== Brano da leggere ==
--- --- ---
Al netto di questo primo, soddisfacente, momento di scoperta, Ancestors si perde inesorabilmente con il passare del tempo. Le azioni a disposizione, nonostante il vasto skill tree e la varietà di flora e fauna, tendono a ripetersi e addirittura lo stesso sistema evolutivo della specie contempla la perdita parziale dei progressi cognitivi, costringendo ad ulteriori sessioni di esplorazione e analisi. Chiaramente la scelta è concettuale: repetita iuvant, un vero e proprio mantra per una popolazione di ominidi alla scoperta del mondo. Eppure la concettualizzazione, pur se fortissima dal punto narrativo, perde troppo in giocabilità, costringendo a sessioni lunghe ed estenuanti, minate anche da una certa difficoltà di fondo, tale per cui l’estinzione del clan (ipotesi per nulla implausibile) corrisponde a dover ricominciare letteralmente da capo.

Purtroppo la già compromessa esperienza di gioco risulta infine viziata dal punto di vista tecnico, con delle sbavature di troppo sia per quel che concerne le interazioni che la resa grafica. I comandi, costretti a pochi tasti (della qual cosa non finirò mai di stupirmi, vista la pletora di bottoni e grilletti di cui è composto un pad nel ventunesimo secolo) risultano spesso legnosi e poco intuitivi. Il che acuisce la già di per sé difficile giocata, caratterizzata da un tutorial minimale e da una poco immediata evidenziazione degli elementi di interazione. Visivamente poi, pur essendo il titolo gradevolissimo nel complesso, con scorci interessanti ed un’ambientazione coerente e densa, spiccano in negativo le animazioni degli animali ostili, ridotti a pupazzi inespressivi, quasi degli animatronici in formato videoludico. L’opera, chiaramente, va vista nel suo complesso, e la fortuna del prodotto sta proprio nell’essere riuscito ad offrire un’esperienza ludica originale, anche se in presenza di errori di game design evidenti.
--- --- ---
== Dati forniti ==
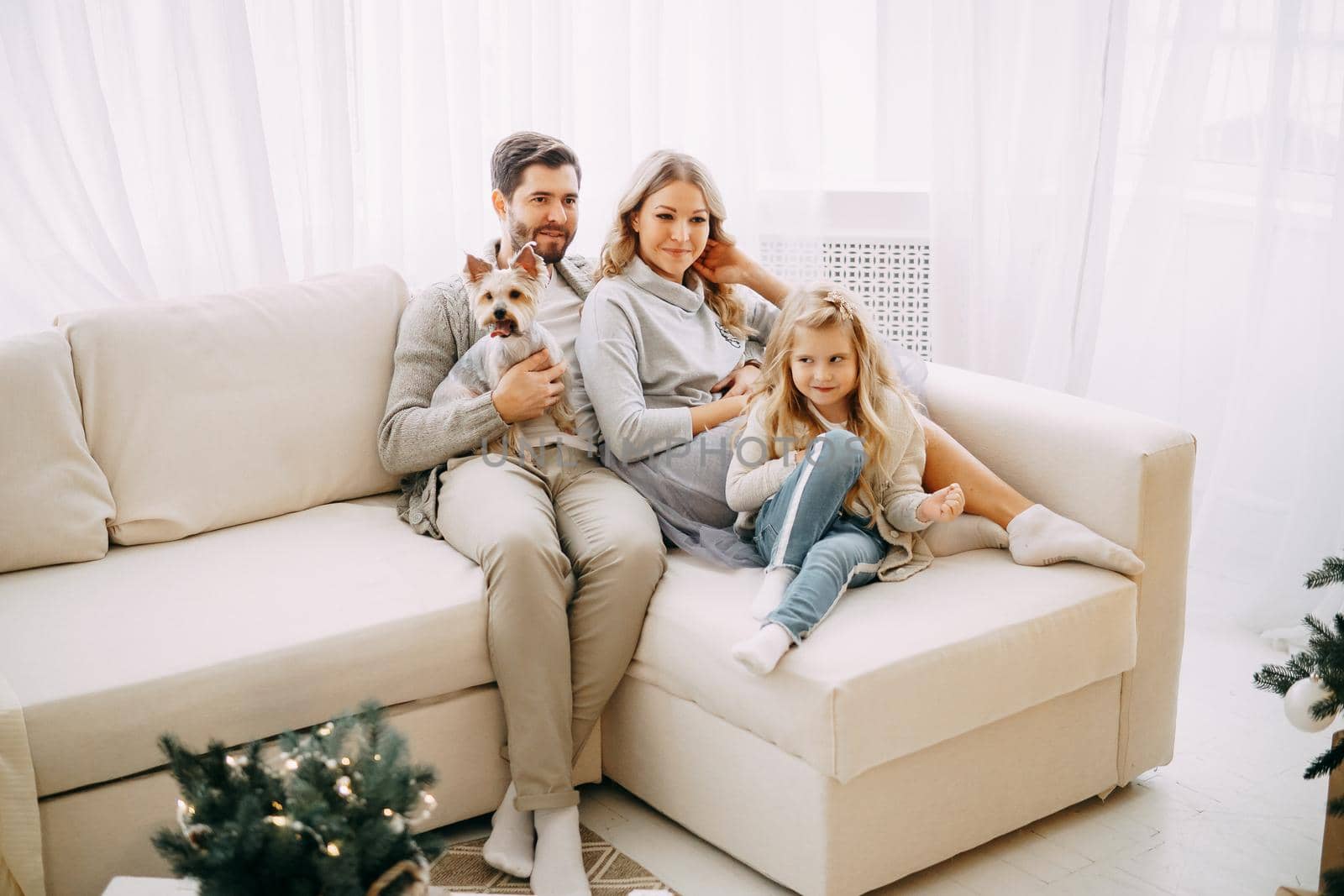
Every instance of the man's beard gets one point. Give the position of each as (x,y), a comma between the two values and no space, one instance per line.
(521,237)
--- --- ---
== Scopo del compito ==
Ripeta parola per parola il passo della recensione che va da "Al netto di" fino a "letteralmente da capo.". L'elenco non è necessario per svolgere il lavoro.

== Soluzione scritta ==
Al netto di questo primo, soddisfacente, momento di scoperta, Ancestors si perde inesorabilmente con il passare del tempo. Le azioni a disposizione, nonostante il vasto skill tree e la varietà di flora e fauna, tendono a ripetersi e addirittura lo stesso sistema evolutivo della specie contempla la perdita parziale dei progressi cognitivi, costringendo ad ulteriori sessioni di esplorazione e analisi. Chiaramente la scelta è concettuale: repetita iuvant, un vero e proprio mantra per una popolazione di ominidi alla scoperta del mondo. Eppure la concettualizzazione, pur se fortissima dal punto narrativo, perde troppo in giocabilità, costringendo a sessioni lunghe ed estenuanti, minate anche da una certa difficoltà di fondo, tale per cui l’estinzione del clan (ipotesi per nulla implausibile) corrisponde a dover ricominciare letteralmente da capo.